### Stated exercise
Rewrite every line of the entries below as a JSON list of strings, with one string per line and any blank lines omitted.

-------- Input material --------

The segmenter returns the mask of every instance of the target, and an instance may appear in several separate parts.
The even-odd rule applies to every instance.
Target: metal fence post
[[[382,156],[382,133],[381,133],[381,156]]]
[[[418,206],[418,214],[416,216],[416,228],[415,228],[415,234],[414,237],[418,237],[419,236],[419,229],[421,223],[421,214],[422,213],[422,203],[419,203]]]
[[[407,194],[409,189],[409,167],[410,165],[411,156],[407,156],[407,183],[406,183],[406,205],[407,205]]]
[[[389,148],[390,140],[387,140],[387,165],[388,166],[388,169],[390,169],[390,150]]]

--------

### Solution for this exercise
[
  "The segmenter returns the mask of every instance of the target, and an instance may appear in several separate parts.",
  "The even-odd rule applies to every instance.",
  "Target: metal fence post",
  "[[[382,156],[382,133],[381,133],[381,156]]]",
  "[[[418,206],[418,214],[416,216],[416,228],[415,228],[415,234],[414,237],[418,237],[419,236],[419,229],[421,223],[421,214],[422,213],[422,203],[419,203]]]",
  "[[[407,194],[409,189],[409,167],[410,165],[411,156],[407,156],[407,183],[406,183],[406,205],[407,205]]]",
  "[[[389,148],[390,140],[387,140],[387,165],[388,166],[388,169],[390,169],[390,150]]]"
]